PAGE EXTRACT
-*-*-

= Maunsell =

Maunsell is a surname, also encountered as 'Mansel', 'Maunsel', and 'Mansell', and in some cases a cognate of 'Mansfield'. Per MacLysaght, of Norman origin, and closely associated with County Limerick and County Tipperary since the seventeenth century, but on record there and County Wexford as early as the thirteenth century. It has been stated that, the name being Norman in origin, numerous families of the name existed in Northern France for some generations prior to the Norman Conquest. Several branches of the Irish family are extensively treated in Burke's Landed Gentry of Ireland.

-*-*-

EXCERPTED DATA
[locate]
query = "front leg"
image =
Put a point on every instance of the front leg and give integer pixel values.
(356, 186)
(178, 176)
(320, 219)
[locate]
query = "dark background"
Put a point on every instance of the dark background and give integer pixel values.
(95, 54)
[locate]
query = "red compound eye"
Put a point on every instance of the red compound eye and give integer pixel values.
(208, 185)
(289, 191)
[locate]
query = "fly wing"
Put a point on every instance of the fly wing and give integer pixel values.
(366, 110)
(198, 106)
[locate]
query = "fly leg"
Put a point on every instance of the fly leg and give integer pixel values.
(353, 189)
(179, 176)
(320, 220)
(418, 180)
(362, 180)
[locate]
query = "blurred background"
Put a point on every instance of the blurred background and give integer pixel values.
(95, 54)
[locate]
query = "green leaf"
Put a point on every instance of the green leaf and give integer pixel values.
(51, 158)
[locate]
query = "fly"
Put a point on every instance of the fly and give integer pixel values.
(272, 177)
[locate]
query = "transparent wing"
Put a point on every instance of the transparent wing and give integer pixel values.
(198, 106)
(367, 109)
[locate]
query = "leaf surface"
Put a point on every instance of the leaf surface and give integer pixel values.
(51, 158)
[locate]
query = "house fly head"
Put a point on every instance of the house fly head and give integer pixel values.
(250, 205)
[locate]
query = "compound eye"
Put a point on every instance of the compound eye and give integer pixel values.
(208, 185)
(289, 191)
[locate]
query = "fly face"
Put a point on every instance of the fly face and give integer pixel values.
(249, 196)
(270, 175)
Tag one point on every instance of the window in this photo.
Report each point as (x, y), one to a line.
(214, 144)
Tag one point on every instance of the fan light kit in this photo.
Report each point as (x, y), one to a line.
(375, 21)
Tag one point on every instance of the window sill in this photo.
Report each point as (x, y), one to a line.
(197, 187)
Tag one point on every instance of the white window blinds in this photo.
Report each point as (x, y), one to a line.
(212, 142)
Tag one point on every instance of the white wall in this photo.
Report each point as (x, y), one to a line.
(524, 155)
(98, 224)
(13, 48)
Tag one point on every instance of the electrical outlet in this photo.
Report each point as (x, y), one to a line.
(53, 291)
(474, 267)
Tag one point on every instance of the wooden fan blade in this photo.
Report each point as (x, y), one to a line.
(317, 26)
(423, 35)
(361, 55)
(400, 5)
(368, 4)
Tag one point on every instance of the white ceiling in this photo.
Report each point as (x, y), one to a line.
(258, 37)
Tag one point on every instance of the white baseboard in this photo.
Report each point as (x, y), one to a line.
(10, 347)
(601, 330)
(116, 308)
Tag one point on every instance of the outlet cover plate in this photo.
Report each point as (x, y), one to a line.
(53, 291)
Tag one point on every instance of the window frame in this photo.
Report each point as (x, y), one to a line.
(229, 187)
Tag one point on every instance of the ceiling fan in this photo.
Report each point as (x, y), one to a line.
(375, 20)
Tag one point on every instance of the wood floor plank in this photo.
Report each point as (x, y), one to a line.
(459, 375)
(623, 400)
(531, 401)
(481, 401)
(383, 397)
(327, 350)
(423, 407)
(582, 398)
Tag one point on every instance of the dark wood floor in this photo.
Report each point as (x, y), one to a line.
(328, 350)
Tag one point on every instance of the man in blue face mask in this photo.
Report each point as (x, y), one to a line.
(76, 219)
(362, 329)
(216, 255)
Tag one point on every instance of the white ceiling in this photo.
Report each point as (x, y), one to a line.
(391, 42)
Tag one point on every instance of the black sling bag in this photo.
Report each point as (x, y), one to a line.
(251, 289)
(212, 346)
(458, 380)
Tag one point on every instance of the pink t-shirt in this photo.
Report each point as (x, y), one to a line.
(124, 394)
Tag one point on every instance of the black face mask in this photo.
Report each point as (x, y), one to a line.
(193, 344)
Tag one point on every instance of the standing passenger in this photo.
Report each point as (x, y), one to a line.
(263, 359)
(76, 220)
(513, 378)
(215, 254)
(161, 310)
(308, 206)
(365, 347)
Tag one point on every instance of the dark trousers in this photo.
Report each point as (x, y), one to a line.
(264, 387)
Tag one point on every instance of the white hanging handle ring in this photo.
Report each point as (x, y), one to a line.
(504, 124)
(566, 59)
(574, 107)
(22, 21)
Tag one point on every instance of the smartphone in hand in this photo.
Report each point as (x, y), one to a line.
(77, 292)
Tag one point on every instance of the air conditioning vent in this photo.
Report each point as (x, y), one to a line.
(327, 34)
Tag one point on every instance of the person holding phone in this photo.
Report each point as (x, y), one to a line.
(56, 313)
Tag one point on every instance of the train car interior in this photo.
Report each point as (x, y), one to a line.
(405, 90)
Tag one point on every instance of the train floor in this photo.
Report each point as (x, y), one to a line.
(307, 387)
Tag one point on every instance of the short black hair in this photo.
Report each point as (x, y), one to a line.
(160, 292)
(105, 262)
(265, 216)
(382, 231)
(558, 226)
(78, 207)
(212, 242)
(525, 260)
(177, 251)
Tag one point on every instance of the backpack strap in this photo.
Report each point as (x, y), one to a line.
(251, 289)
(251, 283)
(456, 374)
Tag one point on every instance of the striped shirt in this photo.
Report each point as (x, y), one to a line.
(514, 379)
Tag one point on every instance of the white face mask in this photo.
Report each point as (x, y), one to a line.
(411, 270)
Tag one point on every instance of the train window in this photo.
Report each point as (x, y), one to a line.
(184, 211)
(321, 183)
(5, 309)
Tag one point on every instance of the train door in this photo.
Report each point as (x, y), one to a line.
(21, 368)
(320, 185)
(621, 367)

-*-*-

PROBLEM A
In the entry on the Maunsell surname, duplicate the passage starting at "Maunsell is a" and ending at "Gentry of Ireland.".
PROBLEM B
According to the entry on the Maunsell surname, which work extensively treats several branches of the Irish family?
The listing has no connection to the entry on the Maunsell surname.

COMPLETE OUTPUT A
Maunsell is a surname, also encountered as 'Mansel', 'Maunsel', and 'Mansell', and in some cases a cognate of 'Mansfield'. Per MacLysaght, of Norman origin, and closely associated with County Limerick and County Tipperary since the seventeenth century, but on record there and County Wexford as early as the thirteenth century. It has been stated that, the name being Norman in origin, numerous families of the name existed in Northern France for some generations prior to the Norman Conquest. Several branches of the Irish family are extensively treated in Burke's Landed Gentry of Ireland.

COMPLETE OUTPUT B
Burke's Landed Gentry of Ireland.